THE DATA: Begin

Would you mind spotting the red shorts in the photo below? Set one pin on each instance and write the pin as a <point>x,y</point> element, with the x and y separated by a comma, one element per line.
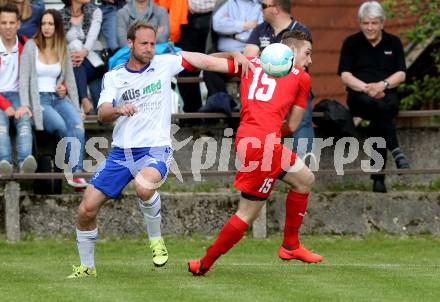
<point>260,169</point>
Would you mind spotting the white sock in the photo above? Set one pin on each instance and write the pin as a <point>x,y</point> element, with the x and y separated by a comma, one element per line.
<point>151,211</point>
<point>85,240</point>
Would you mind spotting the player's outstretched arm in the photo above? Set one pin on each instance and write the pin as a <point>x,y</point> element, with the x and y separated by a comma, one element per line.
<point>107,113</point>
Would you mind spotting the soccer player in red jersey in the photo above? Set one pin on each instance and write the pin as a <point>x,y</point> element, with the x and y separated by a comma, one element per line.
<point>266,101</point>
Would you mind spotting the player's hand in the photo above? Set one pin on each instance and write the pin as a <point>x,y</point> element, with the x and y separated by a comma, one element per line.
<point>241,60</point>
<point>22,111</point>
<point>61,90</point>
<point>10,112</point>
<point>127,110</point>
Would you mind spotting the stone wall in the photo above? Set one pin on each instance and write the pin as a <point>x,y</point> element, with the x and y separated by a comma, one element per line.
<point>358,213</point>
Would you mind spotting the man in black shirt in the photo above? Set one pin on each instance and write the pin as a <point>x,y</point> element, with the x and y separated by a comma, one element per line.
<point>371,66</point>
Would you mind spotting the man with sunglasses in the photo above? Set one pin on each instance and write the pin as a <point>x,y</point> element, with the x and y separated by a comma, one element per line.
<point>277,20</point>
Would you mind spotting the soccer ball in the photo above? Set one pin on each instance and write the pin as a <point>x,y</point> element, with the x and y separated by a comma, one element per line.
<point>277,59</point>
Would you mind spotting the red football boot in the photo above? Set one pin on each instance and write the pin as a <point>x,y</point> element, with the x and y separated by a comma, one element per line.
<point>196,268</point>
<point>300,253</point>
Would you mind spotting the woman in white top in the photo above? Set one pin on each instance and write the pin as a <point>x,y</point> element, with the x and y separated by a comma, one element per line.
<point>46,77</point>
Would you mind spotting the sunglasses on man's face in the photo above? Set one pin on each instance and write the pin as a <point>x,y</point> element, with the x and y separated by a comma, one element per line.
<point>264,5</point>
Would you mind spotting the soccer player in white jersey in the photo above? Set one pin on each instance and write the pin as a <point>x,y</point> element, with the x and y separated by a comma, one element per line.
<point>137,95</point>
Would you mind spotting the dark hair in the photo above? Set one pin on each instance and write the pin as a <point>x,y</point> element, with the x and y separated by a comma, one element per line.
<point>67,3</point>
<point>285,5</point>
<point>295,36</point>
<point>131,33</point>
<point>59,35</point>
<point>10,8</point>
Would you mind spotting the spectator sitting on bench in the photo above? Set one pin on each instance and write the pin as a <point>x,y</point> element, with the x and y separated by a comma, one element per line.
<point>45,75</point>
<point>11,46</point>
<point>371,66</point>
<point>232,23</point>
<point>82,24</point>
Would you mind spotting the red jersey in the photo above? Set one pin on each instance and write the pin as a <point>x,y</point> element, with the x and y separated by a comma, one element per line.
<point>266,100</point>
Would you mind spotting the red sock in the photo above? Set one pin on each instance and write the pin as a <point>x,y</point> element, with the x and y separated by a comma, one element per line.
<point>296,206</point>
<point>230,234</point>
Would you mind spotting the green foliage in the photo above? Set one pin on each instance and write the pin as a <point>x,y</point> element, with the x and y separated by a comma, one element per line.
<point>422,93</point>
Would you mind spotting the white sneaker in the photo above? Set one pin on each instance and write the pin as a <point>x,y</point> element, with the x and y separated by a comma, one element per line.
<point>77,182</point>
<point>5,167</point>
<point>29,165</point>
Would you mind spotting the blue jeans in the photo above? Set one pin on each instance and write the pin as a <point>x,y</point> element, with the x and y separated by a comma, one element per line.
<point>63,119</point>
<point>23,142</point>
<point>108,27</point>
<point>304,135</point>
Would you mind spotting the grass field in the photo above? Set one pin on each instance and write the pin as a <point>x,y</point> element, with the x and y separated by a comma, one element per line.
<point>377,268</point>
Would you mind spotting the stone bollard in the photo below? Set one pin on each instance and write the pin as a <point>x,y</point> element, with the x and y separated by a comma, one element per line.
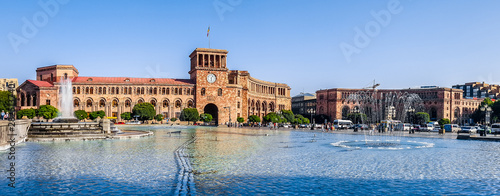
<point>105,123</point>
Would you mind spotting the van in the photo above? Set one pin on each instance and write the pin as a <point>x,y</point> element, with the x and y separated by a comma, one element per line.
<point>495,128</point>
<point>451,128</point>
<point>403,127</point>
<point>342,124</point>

THE DATA: End

_TASK TO COMPLETE:_ Reproduce exactly and only the lines from the one with "Would you mind spotting the green" through the final line of the records above, inclusive. Pictures must be left out.

_ANSWER TO THIS EXERCISE:_
Would you mind spotting the green foliage in the photo above? Set one pin on each instance and write the pin as a <point>x,y</point> element, with the x and y separated by a comma, one element per line.
<point>422,93</point>
Would you mind spotting the white sneaker in the photo above? Set one pin on each instance and write the pin as a <point>x,y</point> element, with the x and y separated by a comma, one element per line.
<point>77,182</point>
<point>5,167</point>
<point>29,165</point>
Would you mind spotting the blue jeans in the photo above? Set one pin on each instance and write the pin as a <point>x,y</point> element, with the x and y separated by a comma, one element per line.
<point>63,119</point>
<point>23,142</point>
<point>108,27</point>
<point>304,135</point>
Would you mind spotting the grass field in the photo above? Set one pin on each instance and write the pin as a <point>x,y</point> element, with the x and y separated by a comma, one element per line.
<point>377,268</point>
Would you mind spotting the stone bollard in the photo below? Set one pin on each instance and write the pin as a <point>x,y</point> element, with the x and y separated by a comma, one element per line.
<point>105,123</point>
Would you mind spotting the van in the photo above? Set one pin on each instance and write the pin as a <point>x,y</point> element, with the x and y separated by a comma, one element per line.
<point>495,128</point>
<point>451,128</point>
<point>403,127</point>
<point>342,124</point>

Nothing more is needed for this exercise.